Labeled shape records:
§

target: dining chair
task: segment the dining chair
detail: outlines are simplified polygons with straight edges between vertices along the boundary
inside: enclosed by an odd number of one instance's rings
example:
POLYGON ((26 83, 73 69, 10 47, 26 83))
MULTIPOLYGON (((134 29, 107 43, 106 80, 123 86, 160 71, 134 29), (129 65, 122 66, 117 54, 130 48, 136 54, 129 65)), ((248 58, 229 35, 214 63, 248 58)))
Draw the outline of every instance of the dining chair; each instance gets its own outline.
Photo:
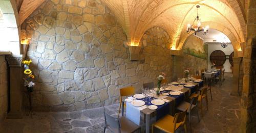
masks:
POLYGON ((223 81, 225 81, 224 73, 225 73, 225 69, 223 69, 223 72, 222 73, 222 79, 223 80, 223 81))
POLYGON ((207 97, 207 87, 205 87, 202 88, 200 94, 198 96, 198 102, 199 108, 201 109, 201 113, 202 114, 202 116, 203 116, 203 104, 202 100, 203 99, 205 99, 205 101, 206 102, 206 108, 207 110, 208 111, 208 97, 207 97))
POLYGON ((212 80, 212 74, 211 73, 204 73, 204 81, 211 81, 212 80))
POLYGON ((147 83, 143 84, 143 88, 148 88, 148 89, 153 89, 155 88, 155 85, 154 84, 154 82, 150 82, 147 83))
POLYGON ((190 102, 186 101, 183 101, 180 103, 176 109, 181 111, 184 111, 187 110, 187 113, 188 113, 188 121, 189 124, 191 122, 191 110, 196 110, 197 112, 197 117, 198 118, 198 122, 200 122, 200 119, 199 118, 199 112, 198 112, 198 109, 197 108, 197 101, 198 99, 198 94, 196 94, 194 95, 192 99, 190 100, 190 102))
MULTIPOLYGON (((128 96, 134 95, 135 93, 134 88, 132 86, 127 87, 125 88, 123 88, 120 89, 120 104, 119 104, 119 110, 118 111, 118 118, 119 117, 120 112, 121 111, 121 107, 122 106, 122 97, 123 96, 128 96)), ((124 103, 124 108, 126 107, 126 104, 124 103)))
POLYGON ((202 79, 202 76, 201 75, 194 75, 193 77, 197 79, 202 79))
POLYGON ((154 127, 165 132, 175 132, 179 127, 184 126, 185 132, 187 132, 186 126, 186 113, 187 110, 175 114, 174 117, 167 115, 152 124, 152 132, 154 127))
POLYGON ((217 83, 217 82, 220 82, 220 87, 221 87, 221 85, 222 85, 222 71, 221 71, 221 73, 220 75, 215 77, 215 81, 216 82, 216 84, 217 83))
POLYGON ((140 132, 140 127, 139 126, 131 121, 125 117, 121 117, 120 118, 112 117, 105 113, 104 108, 104 117, 105 118, 104 133, 108 126, 111 127, 111 130, 114 132, 134 132, 137 130, 139 130, 139 132, 140 132))
POLYGON ((211 99, 211 101, 212 101, 212 95, 211 95, 211 82, 208 82, 207 91, 210 91, 210 98, 211 99))
POLYGON ((199 70, 196 71, 196 75, 199 75, 199 70))

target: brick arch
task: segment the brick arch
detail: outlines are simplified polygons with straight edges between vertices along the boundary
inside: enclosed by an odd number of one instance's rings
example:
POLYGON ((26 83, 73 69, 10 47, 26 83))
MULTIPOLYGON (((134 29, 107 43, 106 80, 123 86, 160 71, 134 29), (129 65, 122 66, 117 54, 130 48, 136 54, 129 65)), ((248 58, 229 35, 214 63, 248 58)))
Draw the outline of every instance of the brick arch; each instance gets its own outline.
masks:
MULTIPOLYGON (((217 30, 224 34, 225 34, 230 40, 232 45, 233 45, 233 47, 234 50, 237 50, 238 49, 241 49, 241 47, 240 46, 240 42, 238 38, 236 37, 234 34, 230 32, 230 30, 225 26, 222 25, 221 23, 215 22, 206 22, 203 23, 204 24, 208 24, 209 25, 211 29, 214 29, 217 30)), ((183 35, 181 37, 181 38, 178 42, 178 46, 176 46, 176 48, 177 49, 182 49, 185 42, 187 38, 187 37, 194 34, 194 32, 191 32, 189 34, 187 34, 185 31, 183 32, 183 35)))

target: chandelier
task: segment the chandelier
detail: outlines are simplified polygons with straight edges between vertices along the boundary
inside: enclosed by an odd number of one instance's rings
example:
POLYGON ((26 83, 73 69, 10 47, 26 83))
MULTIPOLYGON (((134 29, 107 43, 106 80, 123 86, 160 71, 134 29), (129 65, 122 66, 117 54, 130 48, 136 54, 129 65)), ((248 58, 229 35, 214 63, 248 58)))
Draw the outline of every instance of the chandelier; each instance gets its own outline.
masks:
POLYGON ((199 19, 199 16, 198 16, 198 9, 200 8, 199 5, 197 6, 197 17, 195 18, 194 20, 193 24, 192 25, 190 24, 188 24, 187 25, 187 33, 188 34, 191 31, 195 32, 195 35, 197 35, 197 32, 202 32, 204 35, 206 35, 208 33, 208 30, 209 29, 209 25, 206 25, 205 27, 203 27, 201 25, 201 19, 199 19), (196 25, 194 25, 195 21, 196 20, 196 25))
POLYGON ((225 42, 225 39, 226 38, 224 38, 224 39, 223 40, 223 42, 221 43, 221 46, 223 48, 226 48, 227 46, 228 43, 227 42, 225 42))

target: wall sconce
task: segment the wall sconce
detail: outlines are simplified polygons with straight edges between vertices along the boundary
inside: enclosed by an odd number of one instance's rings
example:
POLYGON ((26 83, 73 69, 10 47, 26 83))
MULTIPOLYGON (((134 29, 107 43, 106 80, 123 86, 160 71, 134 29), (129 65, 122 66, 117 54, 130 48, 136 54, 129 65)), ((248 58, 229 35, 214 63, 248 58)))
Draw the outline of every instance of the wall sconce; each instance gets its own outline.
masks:
POLYGON ((30 43, 29 38, 25 38, 20 41, 20 44, 23 45, 29 45, 30 43))

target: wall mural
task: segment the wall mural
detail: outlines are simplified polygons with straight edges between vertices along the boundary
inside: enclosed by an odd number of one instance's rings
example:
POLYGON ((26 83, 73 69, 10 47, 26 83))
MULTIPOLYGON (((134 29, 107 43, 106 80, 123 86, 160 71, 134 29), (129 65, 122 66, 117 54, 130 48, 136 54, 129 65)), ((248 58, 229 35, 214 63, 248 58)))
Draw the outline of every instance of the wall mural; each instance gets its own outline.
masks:
POLYGON ((187 39, 183 47, 184 53, 204 60, 207 60, 208 45, 203 45, 203 40, 193 35, 187 39))

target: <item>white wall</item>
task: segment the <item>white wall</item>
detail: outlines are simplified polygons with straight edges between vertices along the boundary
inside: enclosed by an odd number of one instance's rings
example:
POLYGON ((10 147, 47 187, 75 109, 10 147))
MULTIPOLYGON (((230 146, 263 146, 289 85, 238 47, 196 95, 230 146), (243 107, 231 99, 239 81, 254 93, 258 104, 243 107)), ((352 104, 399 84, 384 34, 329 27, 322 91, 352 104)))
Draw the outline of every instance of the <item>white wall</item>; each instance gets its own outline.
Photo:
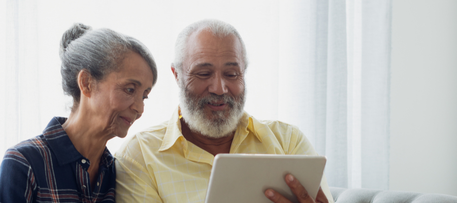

§

### Aim
Collect every line of the data above that contains the word "arch", and copy each of those lines in full.

### Finished task
target: brick arch
task: segment the brick arch
Draw the outline of every instance of the brick arch; each instance gets its own outline.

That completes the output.